# Turn Auto Start/Stop off by Default



## harryflyer (Feb 15, 2012)

I've managed to successfully modify quite a number of codes. 

The one code I really wanted to modify is to Turn off by default the Auto Start/Stop.

According to the cheat sheet, the code is under:
CAS 3000 - TC_MSA_DEFAULT_OFF

For some reason, that code does not appear in my car's list at all.

I do see other codes that start with TC_MSA but not the one that ends in "DEFAULT_OFF".

Could I ask for any suggestions?

My 2012 535i was built in Nov 2011.

Thanks
Harry


----------



## svache (May 15, 2012)

harryflyer said:


> For some reason, that code does not appear in my car's list at all.


I have noticed among F30 cars that some have different names for modules/functions in their CAFD files, perhaps the same is true among F10's?

Anyways, here's where it is located in the F30, maybe this could help you:

FEM_BODY ->3023 TcMaster2 -> TCM_MSA_DEFAULT_OFF

I'm unsure if you knew this already, but you can use the search option to search through the functions in an opened CAFD file.

As comment, the CAFD file shows (on my F30, might be slightly different on your car): "Kommentar=Status MSA-Fahrerwunsch ist per default aus"

If you search for a part of the comment or the function (like 'msa', 'fahrerwunsch' or something like that), you might find it. Let us know if this helped or not


----------



## captirwin (May 3, 2012)

*Success*

I was able to reprogram my F25 Auto Stop/Start to Off default using ShawnSheridan's F10 cheatsheet.:rofl:
Thanks ShawnSheridan and JonathanArcher.:thumbup:


----------



## harryflyer (Feb 15, 2012)

svache said:


> I have noticed among F30 cars that some have different names for modules/functions in their CAFD files, perhaps the same is true among F10's?
> 
> Anyways, here's where it is located in the F30, maybe this could help you:
> 
> ...


Hey Svache. 
Thanks for the great suggestion. I tried using search on all of the CAFD files but still couldn't find an MSA_DEFAULT_OFF.

I'm wondering whether I should download psdzdata ver 2.46.1 as I originally used ver 2.46.3.
Thanks again
Harry


----------



## svache (May 15, 2012)

harryflyer said:


> Hey Svache.

—————

● What needs to be done
Quote everything in the Auto Start/Stop thread above from "As comment, the" down to "(May 3, 2012)".

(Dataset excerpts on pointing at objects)
—————

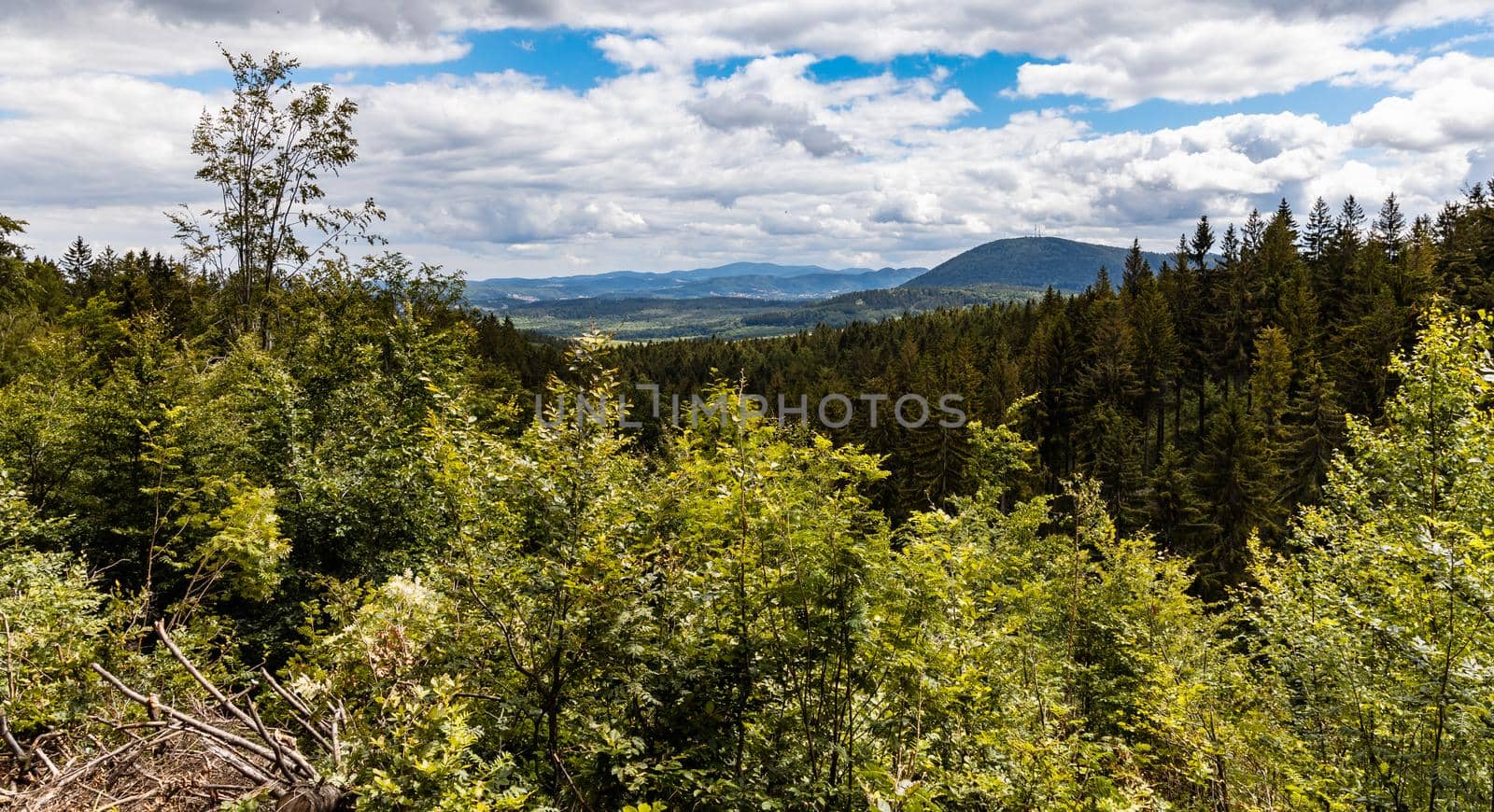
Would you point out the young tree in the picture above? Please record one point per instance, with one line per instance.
(266, 154)
(1382, 623)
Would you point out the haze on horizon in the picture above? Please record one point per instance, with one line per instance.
(538, 137)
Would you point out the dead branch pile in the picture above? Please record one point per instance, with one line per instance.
(183, 759)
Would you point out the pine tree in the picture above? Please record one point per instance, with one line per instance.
(77, 261)
(1135, 268)
(1318, 238)
(1314, 431)
(1236, 480)
(1389, 227)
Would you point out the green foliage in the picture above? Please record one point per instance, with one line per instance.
(1379, 622)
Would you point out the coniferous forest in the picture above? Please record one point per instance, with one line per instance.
(280, 528)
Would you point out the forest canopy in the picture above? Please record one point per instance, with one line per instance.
(278, 528)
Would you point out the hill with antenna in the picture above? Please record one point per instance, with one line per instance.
(1030, 263)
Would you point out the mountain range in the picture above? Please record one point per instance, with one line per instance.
(737, 279)
(1031, 263)
(761, 299)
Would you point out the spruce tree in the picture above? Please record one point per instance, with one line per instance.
(77, 261)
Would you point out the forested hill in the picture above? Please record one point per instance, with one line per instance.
(280, 528)
(740, 279)
(1028, 263)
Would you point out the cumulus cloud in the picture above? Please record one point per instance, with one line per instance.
(786, 124)
(1451, 104)
(504, 174)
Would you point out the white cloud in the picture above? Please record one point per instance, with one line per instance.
(1451, 104)
(500, 174)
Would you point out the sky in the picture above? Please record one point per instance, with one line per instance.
(532, 137)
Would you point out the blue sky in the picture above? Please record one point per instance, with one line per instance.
(535, 136)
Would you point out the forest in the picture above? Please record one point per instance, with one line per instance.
(281, 530)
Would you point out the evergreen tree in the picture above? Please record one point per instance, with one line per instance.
(78, 261)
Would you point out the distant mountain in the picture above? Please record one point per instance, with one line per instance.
(736, 316)
(737, 279)
(1030, 263)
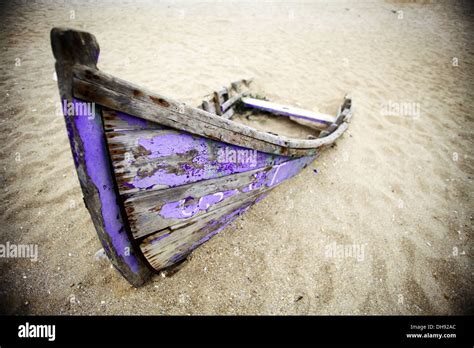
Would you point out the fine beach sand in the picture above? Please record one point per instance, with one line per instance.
(398, 186)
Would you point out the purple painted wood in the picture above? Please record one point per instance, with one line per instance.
(87, 140)
(147, 160)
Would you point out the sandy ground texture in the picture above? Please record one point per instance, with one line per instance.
(397, 187)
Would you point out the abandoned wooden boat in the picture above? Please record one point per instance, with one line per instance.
(159, 177)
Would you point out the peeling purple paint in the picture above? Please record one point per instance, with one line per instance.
(95, 157)
(181, 210)
(203, 165)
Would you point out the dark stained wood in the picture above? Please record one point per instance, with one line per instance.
(71, 47)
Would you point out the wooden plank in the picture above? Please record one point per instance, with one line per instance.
(217, 102)
(118, 121)
(94, 85)
(285, 110)
(229, 103)
(147, 160)
(228, 114)
(166, 248)
(151, 212)
(89, 152)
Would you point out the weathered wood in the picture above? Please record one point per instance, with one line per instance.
(87, 142)
(286, 110)
(147, 160)
(123, 96)
(228, 114)
(231, 101)
(166, 248)
(150, 167)
(118, 121)
(217, 103)
(151, 212)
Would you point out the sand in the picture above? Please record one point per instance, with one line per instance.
(397, 188)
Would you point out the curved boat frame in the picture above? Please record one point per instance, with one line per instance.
(76, 55)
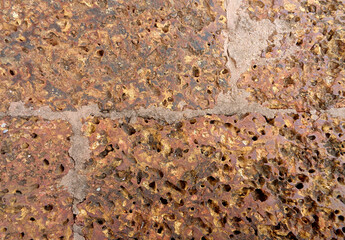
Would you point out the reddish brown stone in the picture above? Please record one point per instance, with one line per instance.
(119, 54)
(215, 177)
(34, 157)
(304, 69)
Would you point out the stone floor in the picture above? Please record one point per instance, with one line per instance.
(172, 119)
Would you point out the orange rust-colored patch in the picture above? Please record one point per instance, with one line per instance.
(215, 177)
(304, 69)
(118, 54)
(34, 157)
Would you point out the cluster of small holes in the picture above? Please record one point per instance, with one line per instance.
(29, 178)
(238, 182)
(182, 43)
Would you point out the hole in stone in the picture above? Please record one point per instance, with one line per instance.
(163, 201)
(100, 221)
(45, 162)
(237, 232)
(33, 135)
(196, 72)
(260, 195)
(61, 168)
(226, 188)
(100, 53)
(48, 207)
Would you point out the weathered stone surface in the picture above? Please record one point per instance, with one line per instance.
(119, 54)
(301, 68)
(215, 177)
(34, 157)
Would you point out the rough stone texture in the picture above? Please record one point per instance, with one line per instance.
(301, 68)
(118, 54)
(33, 159)
(215, 177)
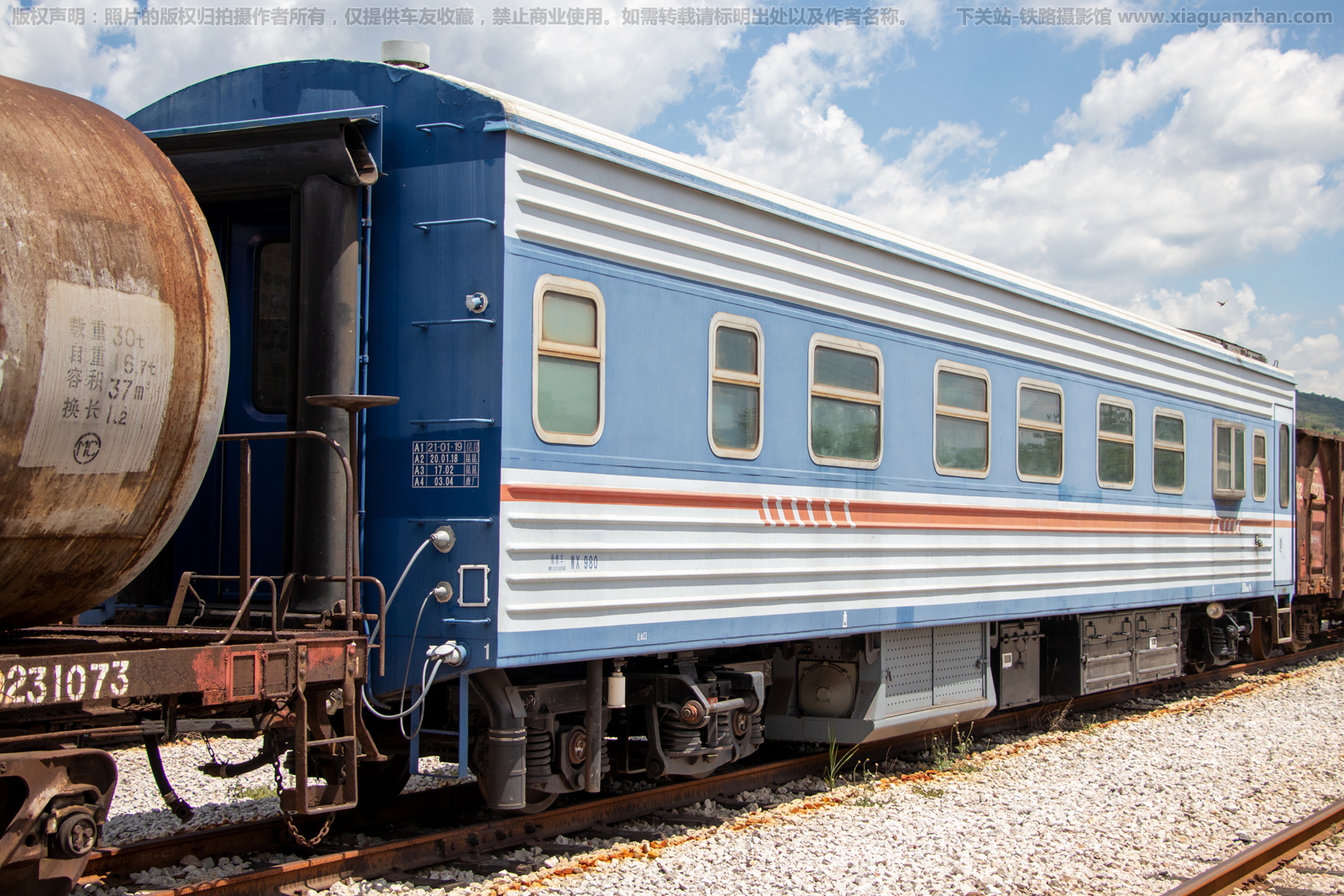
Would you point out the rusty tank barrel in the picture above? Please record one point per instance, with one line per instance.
(113, 352)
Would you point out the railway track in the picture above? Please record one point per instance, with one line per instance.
(470, 842)
(1261, 859)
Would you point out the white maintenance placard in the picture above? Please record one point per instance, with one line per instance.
(447, 465)
(107, 372)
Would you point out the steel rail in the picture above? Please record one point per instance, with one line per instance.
(506, 833)
(1265, 856)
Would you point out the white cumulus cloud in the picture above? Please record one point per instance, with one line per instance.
(1220, 147)
(615, 76)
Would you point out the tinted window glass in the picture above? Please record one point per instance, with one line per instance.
(846, 429)
(736, 409)
(569, 318)
(736, 351)
(1038, 405)
(566, 396)
(270, 329)
(1117, 419)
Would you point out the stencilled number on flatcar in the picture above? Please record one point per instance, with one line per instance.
(570, 562)
(37, 685)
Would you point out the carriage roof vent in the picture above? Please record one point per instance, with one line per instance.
(407, 53)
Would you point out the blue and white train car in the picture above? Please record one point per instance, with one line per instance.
(718, 463)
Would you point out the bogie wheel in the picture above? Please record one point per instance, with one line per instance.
(1263, 638)
(1294, 645)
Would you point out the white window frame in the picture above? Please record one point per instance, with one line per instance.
(964, 414)
(1041, 385)
(1171, 446)
(584, 289)
(1284, 470)
(1265, 437)
(1231, 493)
(853, 347)
(1113, 437)
(723, 320)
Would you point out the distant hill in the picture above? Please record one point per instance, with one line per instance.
(1320, 412)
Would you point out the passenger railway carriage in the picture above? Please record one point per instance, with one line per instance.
(682, 461)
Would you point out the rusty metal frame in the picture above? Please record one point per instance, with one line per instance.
(245, 511)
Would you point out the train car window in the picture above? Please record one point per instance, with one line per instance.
(844, 416)
(569, 369)
(1229, 459)
(1285, 465)
(1168, 452)
(1260, 465)
(737, 364)
(270, 328)
(1115, 443)
(1041, 432)
(961, 419)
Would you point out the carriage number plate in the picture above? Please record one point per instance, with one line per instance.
(34, 685)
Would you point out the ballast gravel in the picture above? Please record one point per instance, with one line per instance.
(1132, 805)
(1129, 806)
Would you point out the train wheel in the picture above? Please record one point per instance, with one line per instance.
(1294, 645)
(1263, 638)
(382, 782)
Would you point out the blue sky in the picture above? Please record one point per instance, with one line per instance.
(1163, 168)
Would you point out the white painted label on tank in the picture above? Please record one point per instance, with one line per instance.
(107, 371)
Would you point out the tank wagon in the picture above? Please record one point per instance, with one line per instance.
(663, 463)
(114, 355)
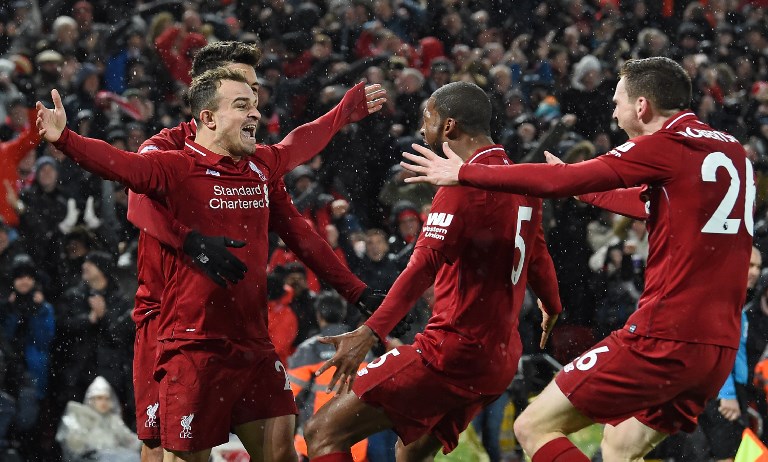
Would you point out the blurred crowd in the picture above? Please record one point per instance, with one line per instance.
(67, 251)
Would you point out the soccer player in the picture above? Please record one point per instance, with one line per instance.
(158, 227)
(653, 377)
(480, 249)
(217, 368)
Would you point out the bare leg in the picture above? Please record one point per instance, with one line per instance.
(549, 417)
(342, 422)
(421, 450)
(631, 440)
(187, 456)
(151, 452)
(269, 440)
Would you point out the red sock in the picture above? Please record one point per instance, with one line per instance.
(334, 457)
(558, 450)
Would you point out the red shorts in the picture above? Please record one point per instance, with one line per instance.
(665, 384)
(146, 389)
(416, 399)
(207, 387)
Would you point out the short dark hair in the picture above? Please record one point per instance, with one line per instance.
(219, 54)
(664, 82)
(330, 306)
(468, 104)
(203, 92)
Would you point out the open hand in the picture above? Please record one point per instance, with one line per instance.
(440, 171)
(51, 122)
(375, 97)
(351, 349)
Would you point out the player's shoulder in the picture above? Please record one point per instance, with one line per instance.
(169, 138)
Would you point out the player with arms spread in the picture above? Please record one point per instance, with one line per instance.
(159, 228)
(480, 249)
(653, 377)
(216, 363)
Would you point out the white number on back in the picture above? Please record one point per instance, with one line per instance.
(523, 214)
(719, 223)
(279, 367)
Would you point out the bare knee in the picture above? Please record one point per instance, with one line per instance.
(317, 437)
(523, 428)
(418, 451)
(616, 448)
(151, 451)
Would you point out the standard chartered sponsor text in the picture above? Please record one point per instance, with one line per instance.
(238, 202)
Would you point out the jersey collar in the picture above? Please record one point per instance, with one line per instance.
(679, 118)
(482, 153)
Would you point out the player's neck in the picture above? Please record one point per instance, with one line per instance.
(466, 146)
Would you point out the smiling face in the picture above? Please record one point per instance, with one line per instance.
(625, 111)
(432, 127)
(236, 118)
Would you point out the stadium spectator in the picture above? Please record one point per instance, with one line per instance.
(651, 101)
(440, 388)
(233, 119)
(94, 431)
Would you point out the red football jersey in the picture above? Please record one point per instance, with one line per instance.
(701, 195)
(217, 196)
(490, 240)
(152, 265)
(701, 191)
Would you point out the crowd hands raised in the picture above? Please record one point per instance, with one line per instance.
(67, 250)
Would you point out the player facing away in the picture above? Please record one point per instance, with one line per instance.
(654, 376)
(480, 249)
(217, 367)
(159, 230)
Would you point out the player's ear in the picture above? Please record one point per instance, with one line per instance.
(206, 118)
(450, 128)
(643, 108)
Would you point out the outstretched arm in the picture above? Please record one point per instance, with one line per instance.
(624, 201)
(154, 218)
(140, 173)
(305, 141)
(533, 179)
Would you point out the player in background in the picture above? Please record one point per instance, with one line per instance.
(159, 228)
(216, 363)
(701, 193)
(480, 249)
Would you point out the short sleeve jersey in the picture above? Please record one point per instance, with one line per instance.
(701, 192)
(153, 263)
(488, 239)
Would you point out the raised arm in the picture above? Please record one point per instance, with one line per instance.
(140, 173)
(624, 201)
(305, 141)
(153, 217)
(533, 179)
(309, 246)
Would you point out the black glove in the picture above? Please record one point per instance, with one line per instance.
(211, 255)
(403, 326)
(370, 300)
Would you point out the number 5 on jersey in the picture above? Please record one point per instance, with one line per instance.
(523, 214)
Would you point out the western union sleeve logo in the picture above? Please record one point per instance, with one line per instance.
(437, 224)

—————

● Result below
As comment, the CAFD file shows (on my F30, might be slightly different on your car): "Kommentar=Status MSA-Fahrerwunsch ist per default aus"

If you search for a part of the comment or the function (like 'msa', 'fahrerwunsch' or something like that), you might find it. Let us know if this helped or not


----------



## captirwin (May 3, 2012)